#### Supplied material
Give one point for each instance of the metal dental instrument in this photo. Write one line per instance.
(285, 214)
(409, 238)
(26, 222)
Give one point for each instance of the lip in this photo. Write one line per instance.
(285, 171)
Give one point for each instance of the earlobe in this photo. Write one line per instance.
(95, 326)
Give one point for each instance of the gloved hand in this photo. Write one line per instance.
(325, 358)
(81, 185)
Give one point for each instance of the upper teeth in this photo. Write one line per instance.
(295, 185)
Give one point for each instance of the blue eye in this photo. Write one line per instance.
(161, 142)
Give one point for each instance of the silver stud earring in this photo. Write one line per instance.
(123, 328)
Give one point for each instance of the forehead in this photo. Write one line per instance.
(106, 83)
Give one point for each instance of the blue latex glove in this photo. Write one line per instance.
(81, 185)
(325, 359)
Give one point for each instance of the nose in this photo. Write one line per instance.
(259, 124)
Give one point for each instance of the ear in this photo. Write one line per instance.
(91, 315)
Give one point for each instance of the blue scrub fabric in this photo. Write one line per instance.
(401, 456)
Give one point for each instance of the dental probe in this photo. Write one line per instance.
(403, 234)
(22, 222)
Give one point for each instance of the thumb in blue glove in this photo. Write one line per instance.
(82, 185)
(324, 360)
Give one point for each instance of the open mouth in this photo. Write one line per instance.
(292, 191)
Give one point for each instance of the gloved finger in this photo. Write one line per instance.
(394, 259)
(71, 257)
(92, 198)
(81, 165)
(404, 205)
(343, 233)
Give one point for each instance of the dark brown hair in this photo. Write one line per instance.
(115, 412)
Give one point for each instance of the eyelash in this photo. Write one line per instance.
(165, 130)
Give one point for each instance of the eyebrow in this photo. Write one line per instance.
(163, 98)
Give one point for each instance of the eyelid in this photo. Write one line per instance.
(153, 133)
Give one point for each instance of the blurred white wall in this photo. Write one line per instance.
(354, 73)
########
__What the exercise asks__: Return the full listing unchanged.

__Solution to this problem__:
Give one point for each instance of the metal dental instrument in this photo. Write one line per instance.
(285, 214)
(409, 238)
(26, 222)
Give one point for each instance of the lip in this photo. Write one line per instance.
(285, 171)
Give one point for each instance of the earlobe in this photo. Write one line per instance.
(95, 326)
Give one point for each instance of the gloved hand in this photo. Write one line per instance.
(325, 358)
(81, 185)
Give one point for each instance of the upper teeth in this photo. Write one line per instance.
(295, 185)
Give one point for each instance of the blue eye in this photo. Write one line per instance.
(161, 142)
Give one point for each instance of the silver stud earring in this photo. Write one line per instance.
(123, 328)
Give one point for each instance of the forehead in this photo. Write one line per instance.
(106, 83)
Give one point for each instance of the blue latex glove in this photo. Write one line per instance.
(81, 185)
(325, 359)
Give one point for each instance of the nose in this photo. Write one line per instance.
(259, 124)
Give one point for each instance of the ear in this photo. Write one line per instance.
(91, 315)
Give one point for each instance of the blue scrub fabric in this photo. Write one line per instance.
(401, 456)
Give one point for each instance of the dental probe in this photo. Write one line per instance.
(403, 234)
(22, 222)
Give one point for each instance of the thumb in blue glove in this photo. Write one line per instance.
(82, 185)
(324, 360)
Give one point for each instance of the open mouth in this photo. Write one line per instance.
(292, 191)
Give one point for each instance of the gloved finger in this photo. Write one line per instance.
(394, 259)
(71, 257)
(92, 198)
(81, 165)
(404, 205)
(343, 233)
Give one point for each instance of the dark brown hair in this photo. Write one line per instance.
(115, 412)
Give one point for each instance of the eyelash in this photo. Write one line per instance.
(165, 130)
Give one point for each instance of the eyebrow in this photo. Write one line per instance.
(163, 98)
Give one point for each instance of the eyelid in this photo. Write one line per instance.
(153, 133)
Give one point for each instance of the blurred white wall in this photo. Write one line per instance.
(354, 73)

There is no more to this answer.